::: Exercise materials
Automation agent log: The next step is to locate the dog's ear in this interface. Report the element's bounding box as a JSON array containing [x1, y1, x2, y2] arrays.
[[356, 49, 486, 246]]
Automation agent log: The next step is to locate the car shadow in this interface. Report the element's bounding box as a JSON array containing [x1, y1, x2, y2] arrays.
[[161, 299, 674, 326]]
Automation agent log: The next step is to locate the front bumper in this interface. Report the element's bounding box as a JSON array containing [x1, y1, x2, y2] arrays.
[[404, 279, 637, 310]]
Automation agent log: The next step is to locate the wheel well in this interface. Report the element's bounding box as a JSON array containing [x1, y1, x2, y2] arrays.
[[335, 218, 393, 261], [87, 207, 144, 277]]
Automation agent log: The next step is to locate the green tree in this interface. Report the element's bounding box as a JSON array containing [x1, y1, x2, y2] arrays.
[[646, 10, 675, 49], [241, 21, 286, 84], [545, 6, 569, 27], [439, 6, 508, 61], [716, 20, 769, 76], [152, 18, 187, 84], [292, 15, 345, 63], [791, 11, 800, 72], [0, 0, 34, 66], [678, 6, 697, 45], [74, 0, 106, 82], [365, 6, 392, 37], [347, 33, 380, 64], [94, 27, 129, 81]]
::::::
• What you have to do
Starting at the line that contains "Automation agent log: The next step is to locate the green", restate word for word every line through the last one in the records above. Return nothing else.

• Exercise response
Automation agent log: The next step is to locate the green tree in this interface. Report the element's bounding box as a JSON array containing [x1, y1, x2, y2] arrays.
[[646, 10, 675, 49], [241, 21, 286, 84], [545, 6, 569, 27], [439, 6, 508, 61], [716, 20, 769, 76], [152, 18, 187, 84], [292, 15, 345, 63], [791, 11, 800, 72], [0, 0, 34, 66], [678, 6, 697, 45], [74, 0, 106, 82], [365, 6, 392, 37], [347, 33, 380, 64], [94, 27, 129, 81]]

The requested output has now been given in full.